— Start Supplied records —

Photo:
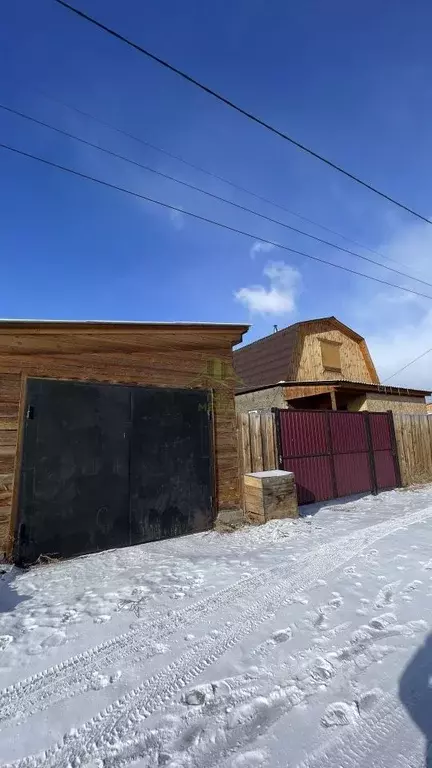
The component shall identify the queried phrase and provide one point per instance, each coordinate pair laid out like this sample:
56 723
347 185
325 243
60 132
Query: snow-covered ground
295 644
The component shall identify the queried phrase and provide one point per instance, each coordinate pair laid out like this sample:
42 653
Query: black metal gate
107 466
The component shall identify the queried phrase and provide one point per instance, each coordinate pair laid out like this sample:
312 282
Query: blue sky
351 80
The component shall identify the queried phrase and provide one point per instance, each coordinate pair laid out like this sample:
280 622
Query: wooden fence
257 444
414 444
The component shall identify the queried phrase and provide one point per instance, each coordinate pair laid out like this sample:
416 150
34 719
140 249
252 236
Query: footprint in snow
413 585
282 635
322 670
368 700
254 759
5 640
339 713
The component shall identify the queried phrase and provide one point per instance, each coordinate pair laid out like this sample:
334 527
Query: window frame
335 344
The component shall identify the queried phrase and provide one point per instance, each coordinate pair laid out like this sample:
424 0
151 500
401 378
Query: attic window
330 353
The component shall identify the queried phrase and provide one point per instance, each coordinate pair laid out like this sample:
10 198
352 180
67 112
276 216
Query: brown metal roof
267 360
235 330
358 386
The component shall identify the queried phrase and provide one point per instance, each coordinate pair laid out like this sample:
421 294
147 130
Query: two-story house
318 364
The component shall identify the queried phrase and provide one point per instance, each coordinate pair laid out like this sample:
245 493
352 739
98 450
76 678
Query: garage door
107 466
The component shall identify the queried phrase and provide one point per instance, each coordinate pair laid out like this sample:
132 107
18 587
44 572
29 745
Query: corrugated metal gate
335 453
109 465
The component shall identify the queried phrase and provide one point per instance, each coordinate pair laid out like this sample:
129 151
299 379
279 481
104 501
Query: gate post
395 451
331 453
374 484
279 454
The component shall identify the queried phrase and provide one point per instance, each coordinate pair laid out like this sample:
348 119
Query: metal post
372 469
331 454
276 413
395 451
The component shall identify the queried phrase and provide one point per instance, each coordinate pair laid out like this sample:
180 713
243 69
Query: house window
330 353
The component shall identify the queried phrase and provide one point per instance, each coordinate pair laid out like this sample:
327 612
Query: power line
205 219
408 365
237 108
213 175
207 193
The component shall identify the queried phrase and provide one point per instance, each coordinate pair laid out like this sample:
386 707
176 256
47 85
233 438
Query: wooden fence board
414 443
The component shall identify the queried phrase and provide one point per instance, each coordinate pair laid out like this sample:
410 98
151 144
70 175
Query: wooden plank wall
256 441
414 444
354 360
10 387
158 357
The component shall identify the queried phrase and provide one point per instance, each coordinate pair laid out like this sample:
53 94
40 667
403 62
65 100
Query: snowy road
299 643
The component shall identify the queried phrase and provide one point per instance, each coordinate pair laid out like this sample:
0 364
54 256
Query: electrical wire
237 108
212 174
408 365
207 193
207 220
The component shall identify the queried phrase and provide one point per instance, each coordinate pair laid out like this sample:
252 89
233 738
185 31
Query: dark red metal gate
335 453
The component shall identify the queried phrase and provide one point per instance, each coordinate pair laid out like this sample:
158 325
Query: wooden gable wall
356 364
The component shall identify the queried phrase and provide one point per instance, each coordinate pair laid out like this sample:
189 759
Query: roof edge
343 383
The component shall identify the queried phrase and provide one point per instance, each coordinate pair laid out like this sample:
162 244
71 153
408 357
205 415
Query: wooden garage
113 434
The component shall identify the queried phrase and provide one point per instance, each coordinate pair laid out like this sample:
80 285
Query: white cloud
177 219
276 299
259 247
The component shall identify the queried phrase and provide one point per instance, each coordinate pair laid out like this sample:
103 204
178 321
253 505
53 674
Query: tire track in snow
113 723
76 675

— End Supplied records —

Repeat the records word for word. Any picture in them should be left out.

Photo:
The component shall identify the queried phrase and provide one point per instance, each coordinate pair laid out like this sample:
56 723
347 185
325 243
60 132
Query: snow-covered ground
295 644
The component shall identify the queried phrase and provide one point per instance, each coordinate pair laid out like this sample:
42 653
Query: black metal gate
107 466
The component shall identify the queried phrase and provide one point per instance, each coordinate pair laid out like this sample:
312 282
Query: blue sky
351 80
The component shall identify the queried phrase and provide one point per instance, each coordinate pair laid out like this sample:
280 622
Query: wooden fence
257 444
414 444
The component shall identify the queried phrase and provide one point per instance, each coordinate pair laid out like this sample:
416 150
34 719
140 249
252 236
Query: footprint in snow
413 585
282 635
322 670
368 700
254 759
5 640
339 713
The component shall identify the queried phrase and provide one point per instance, each coordinate pair laid out like this sample:
334 527
Query: window frame
335 344
The component shall identify the queried phrase and provide one point per instance, each coordinate pair laid out like this sample:
424 0
151 500
401 378
Query: attic window
330 353
The component shall identify the queried phrase and provide one point per instance, each coordinate pair laid out like this sample:
10 198
352 180
67 112
276 216
Query: brown metal roof
267 360
235 330
358 386
The component shall identify the queried phrase and provide one point per instance, each coordinate pair laid out like this sample:
421 294
147 130
Query: two-story house
318 364
The component shall identify the queried phrase and provide one point per instance, each coordinate pair laid out like this sample:
245 493
352 739
98 450
76 678
Query: garage door
107 466
The component shall identify the queried phrase and provide one point per instance, each coordinate pair laid out like this sample:
132 107
18 587
44 572
29 745
Query: corrugated metal gate
335 453
109 465
The component shall identify the queried phrase and provide one point per instance, each coordinate pair laid out like this sample:
129 151
299 379
279 481
104 501
Query: gate post
395 451
331 453
374 484
279 454
The component shall identify the queried phrase and provide one point per instance, each coordinate pair laid out like this sample:
348 119
Query: metal post
372 469
331 454
276 413
395 451
The component shall identify the queried phrase and provide one point per instance, each coordinate pair laid out like this sample:
180 713
243 69
Query: house window
330 353
The component shall identify the queried phrase and provide one point per instance, each coordinate pair laid out like this sample:
327 612
Query: power line
205 219
408 365
237 108
213 175
207 193
The component shall identify the queried phrase and provide one point per instance, each coordinate pair laid out like this sample:
386 707
176 256
47 85
233 438
Query: wooden fence board
414 443
The component shall identify the queried phrase and provide one point per instance, each coordinate pair laid out like this sample:
410 98
151 144
70 175
Query: wooden plank wall
256 441
414 444
354 360
10 387
158 357
The component shall identify the queried phrase and provide one point per instance, each coordinate pair laid out like this sample:
53 94
40 667
403 62
65 100
Query: snowy road
299 643
The component shall identify the queried phrase and provide one point per instance, each coordinate pair laid out like this sample:
0 364
54 256
Query: electrical wire
237 108
212 174
408 365
207 193
207 220
The component shall identify the queried phrase and provide one point per instance, each coordinate pair laid out like this sample:
252 89
233 738
185 31
Query: dark red metal gate
335 453
The component shall identify the queried phrase and provide one point per instance, each coordinate pair laid out like this sample:
158 325
Query: wooden gable wall
356 364
The component shall identify the queried phrase and provide one point per instance, each coordinate pair laid out like this sample:
189 759
Query: roof edge
343 383
The component shall identify the queried phrase and provide one point per instance, each coordinate pair laid out like this sample:
162 244
71 153
408 357
205 415
Query: wooden garage
113 434
The component shall identify the queried phrase and provide one point per instance, each coordinate pair laid out like this sample:
80 285
Query: white cloud
177 219
276 299
259 247
The component shall identify the queried phrase and provide one point per instance, each coordinate pair laid out like this sample:
103 204
178 321
253 505
53 674
Query: tire track in snow
113 723
76 675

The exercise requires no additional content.